■ **Data**

########

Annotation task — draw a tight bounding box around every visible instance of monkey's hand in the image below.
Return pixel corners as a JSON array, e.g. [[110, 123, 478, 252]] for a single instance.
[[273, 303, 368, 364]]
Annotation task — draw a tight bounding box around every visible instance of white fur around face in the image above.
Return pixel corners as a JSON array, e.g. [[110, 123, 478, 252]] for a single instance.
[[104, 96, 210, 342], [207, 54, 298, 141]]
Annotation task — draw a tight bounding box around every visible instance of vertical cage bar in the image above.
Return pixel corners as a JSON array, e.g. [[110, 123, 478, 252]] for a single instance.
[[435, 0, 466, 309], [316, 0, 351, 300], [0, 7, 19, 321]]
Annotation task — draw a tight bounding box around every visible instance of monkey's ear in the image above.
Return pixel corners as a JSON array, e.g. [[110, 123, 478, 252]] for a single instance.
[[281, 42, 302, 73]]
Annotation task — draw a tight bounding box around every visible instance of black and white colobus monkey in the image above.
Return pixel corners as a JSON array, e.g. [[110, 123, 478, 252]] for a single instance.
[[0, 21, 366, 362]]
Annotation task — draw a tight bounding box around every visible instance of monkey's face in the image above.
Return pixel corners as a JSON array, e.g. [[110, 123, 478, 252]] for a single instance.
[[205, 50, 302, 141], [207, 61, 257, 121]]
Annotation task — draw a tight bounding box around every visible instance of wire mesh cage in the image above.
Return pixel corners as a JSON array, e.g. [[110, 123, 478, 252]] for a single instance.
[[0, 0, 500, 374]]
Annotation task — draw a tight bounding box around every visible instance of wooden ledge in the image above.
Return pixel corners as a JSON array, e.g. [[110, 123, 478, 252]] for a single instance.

########

■ **Work instructions**
Return every line of the listing above verbatim, in its original order and without any changes.

■ **Expected answer**
Annotation task — draw a tight bounding box around every visible instance of monkey's hand in the image below.
Return pixel corners as a JSON array, e.g. [[110, 123, 478, 252]] for a single instance.
[[273, 303, 368, 364]]
Annotation task — draw a tight bounding box around every visible instance of white fur around face in the image above.
Return pixel corners as a JSON array, e.g. [[110, 123, 478, 252]] for a single instance.
[[104, 96, 210, 342], [207, 54, 298, 141]]
Annotation task — draw a tight bounding box around every visible instance of vertical cage bar in the image above.
Return pixel corners as a JSON array, e.g. [[110, 123, 478, 252]] for a single instance.
[[435, 0, 466, 309], [316, 0, 351, 300], [0, 7, 19, 321]]
Annotation task — draw a tight bounding box around every visible instance of monkey's ear in the image above.
Return pixel corners as a JSON array, e.g. [[110, 123, 478, 252]] for a single instance.
[[281, 42, 302, 73]]
Annotation task — draw a tight bounding box around every visible instance of black and white colobus monkey in the image above.
Return pixel corners as a JSON array, e.g. [[110, 123, 478, 252]] for a single instance.
[[0, 21, 366, 362]]
Annotation task — draw a tight bounding box around every visible instance of monkey's face in the image above.
Return pixel corners as a JSON array, e.g. [[110, 123, 478, 252]] for a single instance.
[[205, 50, 302, 141], [207, 61, 257, 121]]
Annotation task — draw a tight bounding box around every visible instance of wire mesh cage in the image above.
Return pixel corners as a JSON array, e.g. [[110, 123, 478, 252]] for a single instance.
[[0, 0, 500, 374]]
Annotation task — draw a tight bounding box around every visible instance of wooden ledge in the image above.
Return pixel corners as a JSON array, e.g. [[110, 123, 478, 252]] for a single instance.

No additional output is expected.